GOAL
Reproduce the data below character for character, from the line containing "Which pixel lies on the red jacket?" through the line containing "pixel 392 377", including both of those lines.
===
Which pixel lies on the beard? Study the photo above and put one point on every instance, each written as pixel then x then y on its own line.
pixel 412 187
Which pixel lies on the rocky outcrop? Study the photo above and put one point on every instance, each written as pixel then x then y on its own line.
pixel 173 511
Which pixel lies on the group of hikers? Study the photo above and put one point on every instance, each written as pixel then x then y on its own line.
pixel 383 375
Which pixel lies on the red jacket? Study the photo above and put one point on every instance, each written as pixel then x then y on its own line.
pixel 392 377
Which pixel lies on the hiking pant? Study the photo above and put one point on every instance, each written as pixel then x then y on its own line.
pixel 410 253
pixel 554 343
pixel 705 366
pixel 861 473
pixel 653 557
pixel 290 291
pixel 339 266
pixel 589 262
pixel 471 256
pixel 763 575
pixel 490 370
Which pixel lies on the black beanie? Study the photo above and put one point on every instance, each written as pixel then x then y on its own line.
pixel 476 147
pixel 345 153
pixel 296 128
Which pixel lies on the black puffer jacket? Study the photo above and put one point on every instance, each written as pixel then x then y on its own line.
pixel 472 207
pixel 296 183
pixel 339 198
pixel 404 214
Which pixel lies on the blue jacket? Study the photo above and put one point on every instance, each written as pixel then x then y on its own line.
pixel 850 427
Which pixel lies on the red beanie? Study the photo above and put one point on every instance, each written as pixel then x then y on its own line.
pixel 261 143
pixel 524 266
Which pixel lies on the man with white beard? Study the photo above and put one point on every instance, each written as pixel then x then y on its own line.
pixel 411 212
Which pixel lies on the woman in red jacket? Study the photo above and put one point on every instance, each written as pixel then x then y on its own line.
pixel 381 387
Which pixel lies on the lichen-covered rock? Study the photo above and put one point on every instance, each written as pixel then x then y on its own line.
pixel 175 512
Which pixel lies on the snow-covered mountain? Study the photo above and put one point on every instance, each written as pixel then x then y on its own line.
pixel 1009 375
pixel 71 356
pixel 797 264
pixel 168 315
===
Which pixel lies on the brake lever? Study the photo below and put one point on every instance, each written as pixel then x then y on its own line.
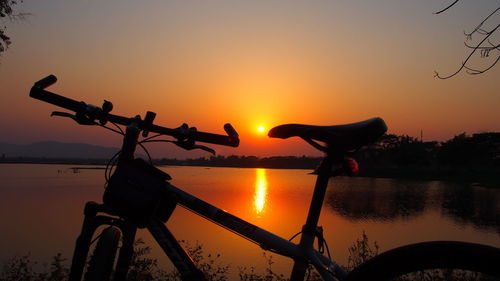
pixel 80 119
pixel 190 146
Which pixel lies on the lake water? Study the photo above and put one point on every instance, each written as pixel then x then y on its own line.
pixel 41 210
===
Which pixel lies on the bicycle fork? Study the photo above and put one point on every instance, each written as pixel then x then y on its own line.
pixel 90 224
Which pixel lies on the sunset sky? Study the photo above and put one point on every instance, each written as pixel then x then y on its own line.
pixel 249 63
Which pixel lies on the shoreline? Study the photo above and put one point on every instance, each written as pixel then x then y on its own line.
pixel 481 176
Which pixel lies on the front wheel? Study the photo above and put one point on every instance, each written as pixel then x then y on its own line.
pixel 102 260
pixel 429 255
===
TASK SOLUTION
Which pixel lies on the red jacket? Study the photo above and put one point on every instance, each written as pixel then x then y on its own line.
pixel 392 377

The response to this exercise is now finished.